Text under study:

--------------------------------------------------

WE GET IT: Grilling over red-hot coals satisfies a primal urge, and the taste can be amazing. But for many, smoky charcoal doesn’t outweigh the convenience of grilling with gas.
Gas grills offer instant, even heat that puts charcoal to shame. They also boast precise temperature control, which makes it easy to cook delicate foods that might be wasted on a 700°F charcoal grill. But while choosing gas is a relatively simple decision, picking which gas grill to purchase is considerably more difficult. From big brand names like Weber to the generic grills that crop up in your local grocery store every spring, there are hundreds of options to choose from.
We put some of the most popular gas grills through a battery of tests in our labs and backyards. We tested preheat speeds, recorded temperature distribution, measured assembly time, and checked the built-in temperature gauges for accuracy. Now we’ve analyzed the data, and we can say with certainty that the grills below offer something for everyone.
Weber Spirit E-310
A perennial favorite, the Spirit series is Weber’s entry-level line of gas grills. Entry-level doesn’t necessarily mean affordable, though, and the Spirit E-310 isn’t exactly cheap. This is a very popular grill.

--------------------------------------------------

Study material:
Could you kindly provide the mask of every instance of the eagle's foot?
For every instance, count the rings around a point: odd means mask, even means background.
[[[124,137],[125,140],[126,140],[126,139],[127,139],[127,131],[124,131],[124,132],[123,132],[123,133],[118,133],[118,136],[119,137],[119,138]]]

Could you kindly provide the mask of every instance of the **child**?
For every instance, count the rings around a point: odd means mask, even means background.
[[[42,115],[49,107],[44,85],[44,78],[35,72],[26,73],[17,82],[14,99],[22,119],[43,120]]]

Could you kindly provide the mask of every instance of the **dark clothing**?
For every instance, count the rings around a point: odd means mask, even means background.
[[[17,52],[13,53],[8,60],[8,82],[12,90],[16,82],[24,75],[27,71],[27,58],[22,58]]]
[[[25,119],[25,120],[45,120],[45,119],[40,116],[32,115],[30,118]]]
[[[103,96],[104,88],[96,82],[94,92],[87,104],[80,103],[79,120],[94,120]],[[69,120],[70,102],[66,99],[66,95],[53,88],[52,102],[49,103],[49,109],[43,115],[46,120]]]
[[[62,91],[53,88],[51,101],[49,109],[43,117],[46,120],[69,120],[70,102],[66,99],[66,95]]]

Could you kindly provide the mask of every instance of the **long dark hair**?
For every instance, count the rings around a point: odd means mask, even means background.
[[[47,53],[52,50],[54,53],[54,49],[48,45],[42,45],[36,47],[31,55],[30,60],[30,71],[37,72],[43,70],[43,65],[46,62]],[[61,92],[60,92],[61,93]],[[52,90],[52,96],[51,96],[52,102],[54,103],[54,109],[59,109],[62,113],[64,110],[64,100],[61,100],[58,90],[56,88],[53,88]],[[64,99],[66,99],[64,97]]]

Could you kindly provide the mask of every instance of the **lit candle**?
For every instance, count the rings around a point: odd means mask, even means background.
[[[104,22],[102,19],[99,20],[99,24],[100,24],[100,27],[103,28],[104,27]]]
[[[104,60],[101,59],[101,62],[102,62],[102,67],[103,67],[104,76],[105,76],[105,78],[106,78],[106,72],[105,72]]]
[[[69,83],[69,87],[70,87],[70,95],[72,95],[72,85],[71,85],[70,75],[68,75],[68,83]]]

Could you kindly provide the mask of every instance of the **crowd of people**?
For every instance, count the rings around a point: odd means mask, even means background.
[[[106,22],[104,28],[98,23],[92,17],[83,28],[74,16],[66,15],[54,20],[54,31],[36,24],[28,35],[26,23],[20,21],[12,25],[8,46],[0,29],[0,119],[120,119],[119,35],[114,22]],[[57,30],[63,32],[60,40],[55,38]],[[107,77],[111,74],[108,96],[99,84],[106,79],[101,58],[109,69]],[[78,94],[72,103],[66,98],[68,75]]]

--------------------------------------------------

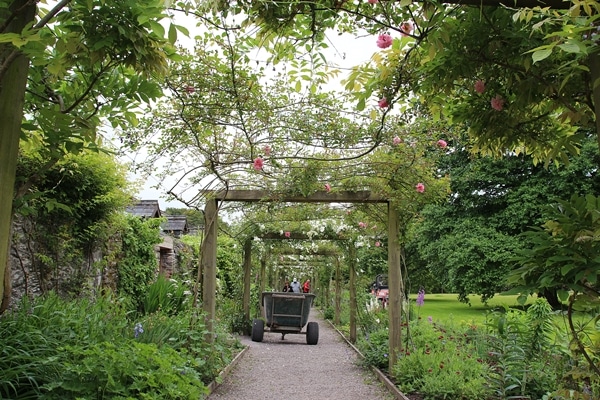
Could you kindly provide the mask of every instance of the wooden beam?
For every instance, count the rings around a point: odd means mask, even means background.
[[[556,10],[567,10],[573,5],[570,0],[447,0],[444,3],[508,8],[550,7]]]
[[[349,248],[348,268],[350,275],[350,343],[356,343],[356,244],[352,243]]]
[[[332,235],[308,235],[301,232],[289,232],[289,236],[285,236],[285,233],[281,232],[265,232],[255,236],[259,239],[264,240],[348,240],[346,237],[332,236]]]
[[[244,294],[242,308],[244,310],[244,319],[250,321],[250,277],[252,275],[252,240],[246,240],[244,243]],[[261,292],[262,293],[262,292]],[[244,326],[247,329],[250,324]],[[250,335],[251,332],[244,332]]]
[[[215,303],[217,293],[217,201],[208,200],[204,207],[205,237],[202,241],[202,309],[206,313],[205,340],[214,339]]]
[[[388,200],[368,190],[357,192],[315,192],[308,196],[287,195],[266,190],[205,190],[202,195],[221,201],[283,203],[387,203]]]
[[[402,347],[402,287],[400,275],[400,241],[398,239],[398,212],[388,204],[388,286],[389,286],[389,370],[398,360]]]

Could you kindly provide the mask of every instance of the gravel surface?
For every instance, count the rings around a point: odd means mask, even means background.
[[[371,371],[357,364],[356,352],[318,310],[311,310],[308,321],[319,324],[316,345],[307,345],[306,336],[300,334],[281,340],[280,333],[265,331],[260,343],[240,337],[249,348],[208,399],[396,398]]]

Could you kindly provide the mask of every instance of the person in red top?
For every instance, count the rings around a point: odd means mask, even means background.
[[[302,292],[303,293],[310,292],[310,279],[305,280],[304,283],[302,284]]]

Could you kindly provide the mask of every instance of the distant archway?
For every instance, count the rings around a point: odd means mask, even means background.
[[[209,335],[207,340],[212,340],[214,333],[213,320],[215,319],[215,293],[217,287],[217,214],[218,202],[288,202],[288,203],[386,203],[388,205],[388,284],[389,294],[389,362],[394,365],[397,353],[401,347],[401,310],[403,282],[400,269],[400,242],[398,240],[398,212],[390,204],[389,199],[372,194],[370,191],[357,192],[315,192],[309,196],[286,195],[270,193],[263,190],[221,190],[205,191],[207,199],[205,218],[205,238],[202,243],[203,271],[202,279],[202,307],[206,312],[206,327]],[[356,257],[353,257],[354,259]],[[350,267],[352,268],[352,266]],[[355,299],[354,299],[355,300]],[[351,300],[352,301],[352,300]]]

--------------------------------------------------

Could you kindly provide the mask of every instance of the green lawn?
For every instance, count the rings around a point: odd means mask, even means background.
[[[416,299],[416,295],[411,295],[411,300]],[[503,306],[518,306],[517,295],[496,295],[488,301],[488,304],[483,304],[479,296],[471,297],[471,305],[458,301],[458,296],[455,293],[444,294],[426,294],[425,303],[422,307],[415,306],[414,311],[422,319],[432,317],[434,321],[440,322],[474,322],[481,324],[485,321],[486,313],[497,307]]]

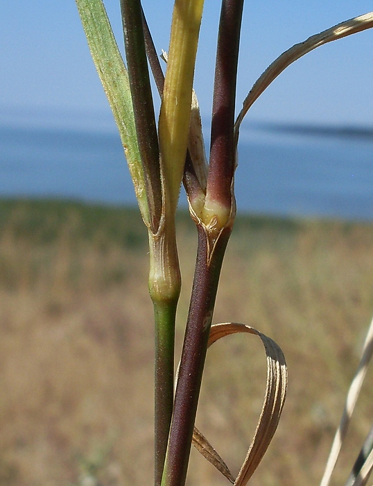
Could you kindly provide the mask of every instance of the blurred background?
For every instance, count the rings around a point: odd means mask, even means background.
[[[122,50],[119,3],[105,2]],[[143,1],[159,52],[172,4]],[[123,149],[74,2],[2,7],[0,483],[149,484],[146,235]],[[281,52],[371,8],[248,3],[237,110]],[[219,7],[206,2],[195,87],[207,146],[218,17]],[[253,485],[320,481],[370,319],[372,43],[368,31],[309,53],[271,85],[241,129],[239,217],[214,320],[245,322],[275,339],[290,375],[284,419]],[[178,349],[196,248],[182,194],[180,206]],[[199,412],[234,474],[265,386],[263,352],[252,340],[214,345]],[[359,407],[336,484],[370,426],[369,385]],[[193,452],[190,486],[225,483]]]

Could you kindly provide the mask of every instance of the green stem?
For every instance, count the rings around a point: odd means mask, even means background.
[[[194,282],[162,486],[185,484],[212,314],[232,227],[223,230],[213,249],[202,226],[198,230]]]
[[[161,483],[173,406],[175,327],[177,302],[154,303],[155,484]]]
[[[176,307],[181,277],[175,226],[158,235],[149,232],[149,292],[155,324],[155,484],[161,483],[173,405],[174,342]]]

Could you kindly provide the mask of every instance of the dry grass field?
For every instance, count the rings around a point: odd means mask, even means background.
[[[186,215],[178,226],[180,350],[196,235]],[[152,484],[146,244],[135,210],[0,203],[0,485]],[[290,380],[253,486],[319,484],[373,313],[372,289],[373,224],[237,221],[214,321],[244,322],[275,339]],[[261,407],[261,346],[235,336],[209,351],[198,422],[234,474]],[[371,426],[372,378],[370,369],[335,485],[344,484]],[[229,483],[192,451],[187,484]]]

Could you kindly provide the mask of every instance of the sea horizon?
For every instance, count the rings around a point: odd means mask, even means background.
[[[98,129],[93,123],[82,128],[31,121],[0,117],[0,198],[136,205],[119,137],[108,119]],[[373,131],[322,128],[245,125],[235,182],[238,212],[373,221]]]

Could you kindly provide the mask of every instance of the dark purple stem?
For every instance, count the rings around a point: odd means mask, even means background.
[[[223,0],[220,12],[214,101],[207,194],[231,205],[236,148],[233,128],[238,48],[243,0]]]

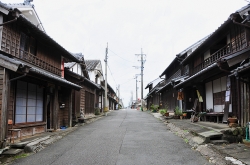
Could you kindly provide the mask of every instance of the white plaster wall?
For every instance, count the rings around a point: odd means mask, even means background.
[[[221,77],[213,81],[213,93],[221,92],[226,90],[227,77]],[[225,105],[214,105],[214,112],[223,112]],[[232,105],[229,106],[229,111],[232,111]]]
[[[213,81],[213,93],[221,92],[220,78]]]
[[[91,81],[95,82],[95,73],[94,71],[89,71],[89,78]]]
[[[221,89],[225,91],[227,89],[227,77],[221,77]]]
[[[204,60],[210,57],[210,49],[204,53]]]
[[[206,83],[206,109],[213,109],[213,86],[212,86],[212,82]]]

--------------------------------------------------

Work task 1:
According to the gas grill text, which line is Weber's entry-level series of gas grills?
Work task 2:
Echo the part of the gas grill text that opens with the words containing "Weber Spirit E-310" and closes with "very popular grill.".
The records were taken from a different source than the gas grill text.

Exercise result 1:
The Spirit series is Weber's entry-level line of gas grills.

Exercise result 2:
Weber Spirit E-310
A perennial favorite, the Spirit series is Weber’s entry-level line of gas grills. Entry-level doesn’t necessarily mean affordable, though, and the Spirit E-310 isn’t exactly cheap. This is a very popular grill.